**Document:**
▼
My Grincon0 talk on Cuckoo Cycle
Blog article explaining Cuckoo Cycle
Cuckoo Cycle is the first graph-theoretic proof-of-work, and the most memory bound, yet with instant verification. Unlike Hashcash, Cuckoo Cycle is immune from quantum speedup by Grover's search algorithm. Cuckatoo Cycle is a variation of Cuckoo Cycle that aims to simplify ASICs by reducing ternary counters to plain bits.
With a 42-line complete specification, Cuckatoo Cycle is less than half the size of either SHA256, Blake2b, or SHA3 (Keccak) as used in Bitcoin, Equihash and ethash. Simplicity matters.
Cuckatoo proofs take the form of a length 42 off-by-1-cycle in a bipartite graph with 2^N+2^N nodes and 2^N edges, with N ranging from 10 up to 64.
In an off-by-1-cycle, consecutive edges are not incident on a single node, but on two nodes that differ in the last bit only. From now on, whenever we say cycle, we'll mean n off-by-1-cycle.
▲
**Goal:**
Continue the Cuckoo Cycle text from its final sentence onward.

**Dataset content:**
▼
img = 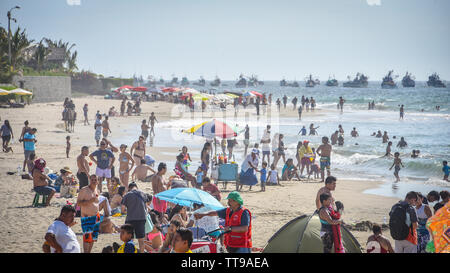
▲
**Answer to the task:**
The graph is defined by the siphash-2-4 keyed hash function mapping an edge index and partition side (0 or 1) to the edge endpoint on that side. This makes verification trivial: hash the header to derive the siphash key, then compute the 42x2 edge endpoints with 84 siphashes, and that you come back to the starting edge only after traversing 42 off-by-1 incident nodes.
While trivially verifiable, finding a 42-cycle, on the other hand, is far from trivial, requiring considerable resources, and some luck (the odds of a random cuckoo graph having an L-cycle are approximately 1 in L).
The memory efficient miner uses 1 bit per edge and 1 bit per node in one partition (or 1 bit per 2^k nodes with linear slowdown). It is bottlenecked by accessing node bits completely at random, making it memory latency bound. The core of this miner, where over 99% of time is spent, is also relatively simple.
The roughly 4x faster latency avoiding miner uses 33 bits per edge and is bottlenecked by bucket sorting, making it memory bandwidth bound.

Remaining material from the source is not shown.